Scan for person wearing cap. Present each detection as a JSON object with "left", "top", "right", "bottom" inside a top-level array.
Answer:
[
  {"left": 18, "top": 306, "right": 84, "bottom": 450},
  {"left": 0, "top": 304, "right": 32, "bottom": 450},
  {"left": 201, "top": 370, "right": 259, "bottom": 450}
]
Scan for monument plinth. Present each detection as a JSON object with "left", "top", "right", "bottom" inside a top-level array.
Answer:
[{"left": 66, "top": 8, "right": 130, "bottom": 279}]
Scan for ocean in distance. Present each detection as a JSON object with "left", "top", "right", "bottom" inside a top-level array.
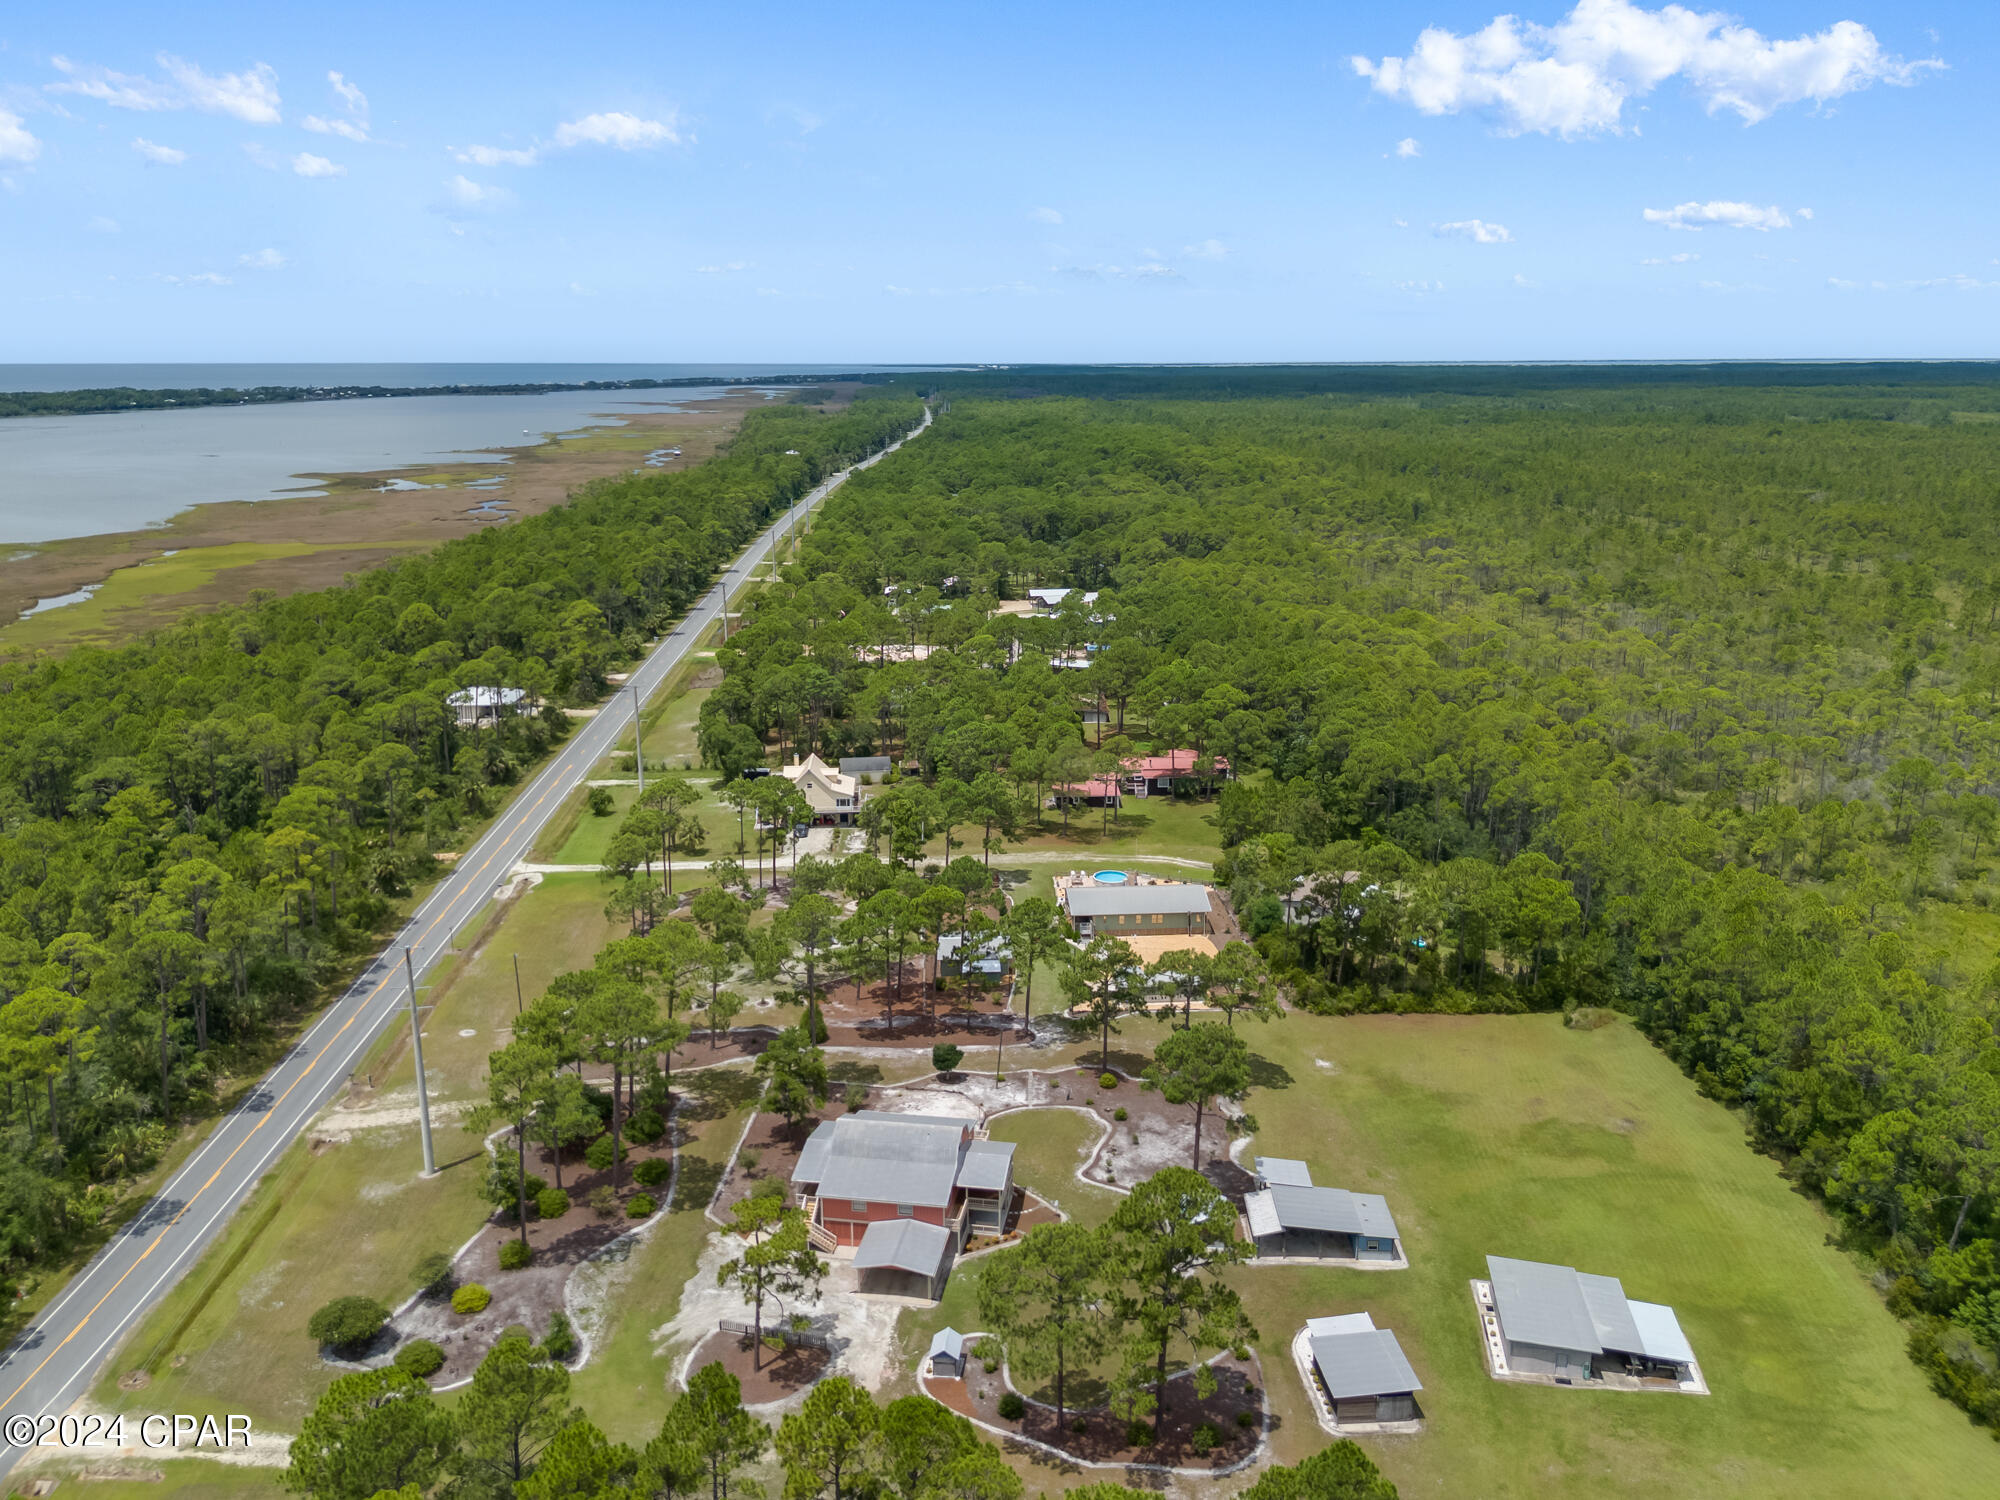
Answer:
[
  {"left": 0, "top": 364, "right": 919, "bottom": 546},
  {"left": 0, "top": 362, "right": 915, "bottom": 394}
]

---------------

-- WHAT IS REQUIRED --
Print the material above verbatim, no images.

-- EXPECTED OUTPUT --
Scan for person wearing cap. Present each detection as a JSON object with "left", "top", "right", "bottom" inside a top-level array.
Answer:
[
  {"left": 18, "top": 306, "right": 84, "bottom": 450},
  {"left": 0, "top": 304, "right": 32, "bottom": 450},
  {"left": 201, "top": 370, "right": 259, "bottom": 450}
]
Scan for monument plinth. Present each detection as a JSON object with "left", "top", "right", "bottom" inside a top-level array.
Answer:
[{"left": 66, "top": 8, "right": 130, "bottom": 279}]
Scan for ocean in distance. Present each detection as a JSON object with "left", "top", "right", "bottom" inside a top-level array.
Answer:
[
  {"left": 0, "top": 364, "right": 919, "bottom": 546},
  {"left": 0, "top": 362, "right": 915, "bottom": 394}
]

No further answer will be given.